=== Written task ===
How many lines in the material below contain the word "baseball"? Capital and small letters must match. Reply with the number only.

=== Given data ===
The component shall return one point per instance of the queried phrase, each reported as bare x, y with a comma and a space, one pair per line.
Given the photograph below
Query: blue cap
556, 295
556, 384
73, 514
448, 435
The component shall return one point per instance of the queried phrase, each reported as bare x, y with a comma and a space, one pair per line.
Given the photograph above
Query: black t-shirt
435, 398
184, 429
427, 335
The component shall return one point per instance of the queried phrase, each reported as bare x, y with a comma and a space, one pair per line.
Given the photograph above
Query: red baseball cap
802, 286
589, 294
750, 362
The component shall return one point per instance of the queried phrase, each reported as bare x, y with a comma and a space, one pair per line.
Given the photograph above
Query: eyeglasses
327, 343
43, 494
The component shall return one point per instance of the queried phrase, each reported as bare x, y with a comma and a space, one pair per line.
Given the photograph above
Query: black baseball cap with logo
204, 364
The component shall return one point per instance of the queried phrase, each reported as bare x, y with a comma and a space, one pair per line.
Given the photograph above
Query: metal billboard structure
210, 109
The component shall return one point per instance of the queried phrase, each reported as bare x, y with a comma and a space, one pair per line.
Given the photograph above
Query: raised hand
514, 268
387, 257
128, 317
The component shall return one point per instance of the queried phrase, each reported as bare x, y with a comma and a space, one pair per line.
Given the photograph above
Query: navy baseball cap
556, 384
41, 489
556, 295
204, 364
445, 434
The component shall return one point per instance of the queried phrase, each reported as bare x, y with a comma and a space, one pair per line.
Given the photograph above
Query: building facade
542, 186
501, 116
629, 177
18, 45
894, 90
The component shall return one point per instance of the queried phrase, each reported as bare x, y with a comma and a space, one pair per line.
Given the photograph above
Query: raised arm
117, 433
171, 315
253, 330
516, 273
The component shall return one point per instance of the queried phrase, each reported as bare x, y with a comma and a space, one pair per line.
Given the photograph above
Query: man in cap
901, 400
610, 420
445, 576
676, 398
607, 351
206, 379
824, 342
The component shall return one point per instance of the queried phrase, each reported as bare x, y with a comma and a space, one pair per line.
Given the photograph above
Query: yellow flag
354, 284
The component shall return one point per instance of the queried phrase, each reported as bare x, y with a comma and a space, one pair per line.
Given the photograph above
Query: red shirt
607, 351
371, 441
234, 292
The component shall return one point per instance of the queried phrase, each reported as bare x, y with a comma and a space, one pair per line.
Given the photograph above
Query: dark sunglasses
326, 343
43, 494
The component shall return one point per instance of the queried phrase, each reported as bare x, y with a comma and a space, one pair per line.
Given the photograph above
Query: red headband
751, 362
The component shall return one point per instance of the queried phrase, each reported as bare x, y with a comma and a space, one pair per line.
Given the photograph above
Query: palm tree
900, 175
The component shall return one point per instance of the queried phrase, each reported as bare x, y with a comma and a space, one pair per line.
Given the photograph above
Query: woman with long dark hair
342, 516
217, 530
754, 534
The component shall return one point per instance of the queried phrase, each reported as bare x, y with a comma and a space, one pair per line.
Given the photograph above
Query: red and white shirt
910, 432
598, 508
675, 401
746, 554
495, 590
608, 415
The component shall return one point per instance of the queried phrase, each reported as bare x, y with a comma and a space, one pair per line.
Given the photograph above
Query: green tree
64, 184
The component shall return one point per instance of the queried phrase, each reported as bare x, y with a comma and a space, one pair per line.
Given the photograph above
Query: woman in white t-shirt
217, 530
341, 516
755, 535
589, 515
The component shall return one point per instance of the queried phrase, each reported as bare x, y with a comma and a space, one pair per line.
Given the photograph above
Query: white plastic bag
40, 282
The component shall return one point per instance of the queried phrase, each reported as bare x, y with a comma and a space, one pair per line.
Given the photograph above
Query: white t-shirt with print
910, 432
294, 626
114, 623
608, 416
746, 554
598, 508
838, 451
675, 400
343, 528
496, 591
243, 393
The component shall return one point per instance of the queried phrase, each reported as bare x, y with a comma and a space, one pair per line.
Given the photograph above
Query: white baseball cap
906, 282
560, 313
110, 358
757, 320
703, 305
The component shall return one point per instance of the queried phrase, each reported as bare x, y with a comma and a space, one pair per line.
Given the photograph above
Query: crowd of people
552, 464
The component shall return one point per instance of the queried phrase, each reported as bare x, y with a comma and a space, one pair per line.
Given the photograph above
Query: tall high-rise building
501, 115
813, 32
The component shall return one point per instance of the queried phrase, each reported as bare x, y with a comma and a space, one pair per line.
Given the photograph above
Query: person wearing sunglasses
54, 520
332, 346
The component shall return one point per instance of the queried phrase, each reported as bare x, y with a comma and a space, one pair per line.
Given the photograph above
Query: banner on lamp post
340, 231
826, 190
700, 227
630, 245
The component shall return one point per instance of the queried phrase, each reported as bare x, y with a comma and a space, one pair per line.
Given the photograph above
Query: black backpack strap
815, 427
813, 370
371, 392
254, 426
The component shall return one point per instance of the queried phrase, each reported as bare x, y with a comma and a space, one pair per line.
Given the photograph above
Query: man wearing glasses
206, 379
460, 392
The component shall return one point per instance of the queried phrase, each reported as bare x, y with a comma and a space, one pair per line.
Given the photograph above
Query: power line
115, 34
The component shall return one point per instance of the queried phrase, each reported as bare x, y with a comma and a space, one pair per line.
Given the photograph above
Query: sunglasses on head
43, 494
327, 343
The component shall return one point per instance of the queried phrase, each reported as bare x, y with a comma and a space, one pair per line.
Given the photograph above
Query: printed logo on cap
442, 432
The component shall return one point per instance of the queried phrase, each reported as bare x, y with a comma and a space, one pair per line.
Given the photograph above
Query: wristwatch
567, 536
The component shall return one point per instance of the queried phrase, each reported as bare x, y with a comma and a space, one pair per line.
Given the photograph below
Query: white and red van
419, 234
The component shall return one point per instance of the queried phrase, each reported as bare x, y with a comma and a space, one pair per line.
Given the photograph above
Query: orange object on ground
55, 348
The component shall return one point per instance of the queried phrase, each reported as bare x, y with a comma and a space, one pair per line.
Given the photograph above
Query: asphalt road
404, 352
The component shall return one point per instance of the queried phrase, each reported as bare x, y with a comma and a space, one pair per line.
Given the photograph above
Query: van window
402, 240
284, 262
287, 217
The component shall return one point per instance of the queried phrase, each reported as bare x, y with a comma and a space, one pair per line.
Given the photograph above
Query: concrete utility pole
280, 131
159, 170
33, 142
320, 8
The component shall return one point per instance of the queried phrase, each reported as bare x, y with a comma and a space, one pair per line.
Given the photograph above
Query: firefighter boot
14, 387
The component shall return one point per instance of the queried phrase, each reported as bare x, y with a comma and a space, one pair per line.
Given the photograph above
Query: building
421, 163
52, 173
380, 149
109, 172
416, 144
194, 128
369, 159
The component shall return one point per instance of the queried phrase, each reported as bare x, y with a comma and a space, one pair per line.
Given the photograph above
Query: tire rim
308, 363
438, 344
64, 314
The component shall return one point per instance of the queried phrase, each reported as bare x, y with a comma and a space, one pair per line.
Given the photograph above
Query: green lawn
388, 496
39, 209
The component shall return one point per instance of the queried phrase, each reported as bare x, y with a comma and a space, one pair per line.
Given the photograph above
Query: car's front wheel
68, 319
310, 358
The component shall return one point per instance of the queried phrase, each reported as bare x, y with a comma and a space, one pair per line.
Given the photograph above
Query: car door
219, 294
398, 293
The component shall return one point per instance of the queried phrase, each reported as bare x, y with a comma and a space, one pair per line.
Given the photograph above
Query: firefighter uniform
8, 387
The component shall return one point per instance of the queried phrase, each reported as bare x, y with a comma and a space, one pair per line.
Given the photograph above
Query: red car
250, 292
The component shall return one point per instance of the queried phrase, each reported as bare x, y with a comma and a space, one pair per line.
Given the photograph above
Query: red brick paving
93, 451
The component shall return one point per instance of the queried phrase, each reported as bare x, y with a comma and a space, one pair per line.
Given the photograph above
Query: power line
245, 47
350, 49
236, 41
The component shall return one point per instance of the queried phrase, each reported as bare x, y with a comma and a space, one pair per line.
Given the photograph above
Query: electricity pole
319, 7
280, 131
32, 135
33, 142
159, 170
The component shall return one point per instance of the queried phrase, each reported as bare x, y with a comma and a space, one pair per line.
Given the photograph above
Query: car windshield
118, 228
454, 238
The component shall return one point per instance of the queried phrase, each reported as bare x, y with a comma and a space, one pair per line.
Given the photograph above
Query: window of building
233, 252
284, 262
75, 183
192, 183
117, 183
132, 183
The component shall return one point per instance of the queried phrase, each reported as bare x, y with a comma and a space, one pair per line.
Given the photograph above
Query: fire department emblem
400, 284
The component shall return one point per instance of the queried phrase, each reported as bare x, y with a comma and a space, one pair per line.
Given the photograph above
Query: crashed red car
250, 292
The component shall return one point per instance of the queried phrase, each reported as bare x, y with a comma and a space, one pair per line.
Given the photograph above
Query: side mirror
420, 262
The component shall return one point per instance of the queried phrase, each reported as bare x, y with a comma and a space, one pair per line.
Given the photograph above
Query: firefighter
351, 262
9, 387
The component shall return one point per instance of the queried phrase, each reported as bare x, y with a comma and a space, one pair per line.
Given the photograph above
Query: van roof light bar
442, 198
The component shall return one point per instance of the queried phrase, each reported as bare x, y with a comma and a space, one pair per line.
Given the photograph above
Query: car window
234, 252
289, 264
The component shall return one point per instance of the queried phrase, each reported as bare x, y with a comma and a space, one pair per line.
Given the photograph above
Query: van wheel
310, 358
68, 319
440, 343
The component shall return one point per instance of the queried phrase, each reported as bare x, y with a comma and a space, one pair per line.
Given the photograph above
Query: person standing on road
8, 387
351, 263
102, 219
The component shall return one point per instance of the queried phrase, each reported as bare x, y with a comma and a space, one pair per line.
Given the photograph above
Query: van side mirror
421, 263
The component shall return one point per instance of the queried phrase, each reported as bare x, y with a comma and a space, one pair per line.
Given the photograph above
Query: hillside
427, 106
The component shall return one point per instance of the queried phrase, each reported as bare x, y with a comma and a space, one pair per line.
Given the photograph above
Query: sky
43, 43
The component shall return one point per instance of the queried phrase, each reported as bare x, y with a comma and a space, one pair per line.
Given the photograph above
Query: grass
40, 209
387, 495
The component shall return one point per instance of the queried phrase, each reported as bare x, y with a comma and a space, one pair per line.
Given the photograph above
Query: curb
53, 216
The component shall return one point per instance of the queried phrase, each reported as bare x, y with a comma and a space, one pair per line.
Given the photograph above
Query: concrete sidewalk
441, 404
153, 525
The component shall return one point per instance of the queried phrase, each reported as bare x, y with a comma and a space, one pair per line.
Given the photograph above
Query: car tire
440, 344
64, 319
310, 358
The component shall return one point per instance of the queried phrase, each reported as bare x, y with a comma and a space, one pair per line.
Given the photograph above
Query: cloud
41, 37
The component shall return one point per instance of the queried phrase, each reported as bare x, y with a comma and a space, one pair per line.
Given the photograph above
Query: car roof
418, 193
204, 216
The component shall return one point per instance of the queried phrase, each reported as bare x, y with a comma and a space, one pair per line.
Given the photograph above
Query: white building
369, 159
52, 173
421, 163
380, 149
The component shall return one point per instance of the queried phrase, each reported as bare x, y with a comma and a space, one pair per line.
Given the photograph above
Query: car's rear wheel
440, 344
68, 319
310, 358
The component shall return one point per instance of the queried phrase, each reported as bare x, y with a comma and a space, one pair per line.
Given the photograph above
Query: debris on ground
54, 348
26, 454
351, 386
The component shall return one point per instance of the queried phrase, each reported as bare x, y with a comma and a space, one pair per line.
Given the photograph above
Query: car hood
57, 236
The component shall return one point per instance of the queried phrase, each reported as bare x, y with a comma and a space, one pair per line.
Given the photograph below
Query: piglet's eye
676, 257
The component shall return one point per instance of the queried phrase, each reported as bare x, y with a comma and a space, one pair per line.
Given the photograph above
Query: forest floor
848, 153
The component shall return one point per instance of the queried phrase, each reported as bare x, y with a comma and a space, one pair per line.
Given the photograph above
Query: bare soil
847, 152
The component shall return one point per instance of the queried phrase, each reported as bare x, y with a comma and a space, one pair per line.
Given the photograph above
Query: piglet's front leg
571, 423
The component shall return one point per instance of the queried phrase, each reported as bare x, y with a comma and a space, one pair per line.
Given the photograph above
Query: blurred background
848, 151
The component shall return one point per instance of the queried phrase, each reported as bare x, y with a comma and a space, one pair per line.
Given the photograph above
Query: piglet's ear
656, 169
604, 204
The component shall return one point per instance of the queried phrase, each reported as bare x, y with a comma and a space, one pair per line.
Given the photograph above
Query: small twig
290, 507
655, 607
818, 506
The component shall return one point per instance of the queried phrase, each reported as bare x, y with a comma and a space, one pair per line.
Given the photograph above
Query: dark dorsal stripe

=== Result of the exercise ===
4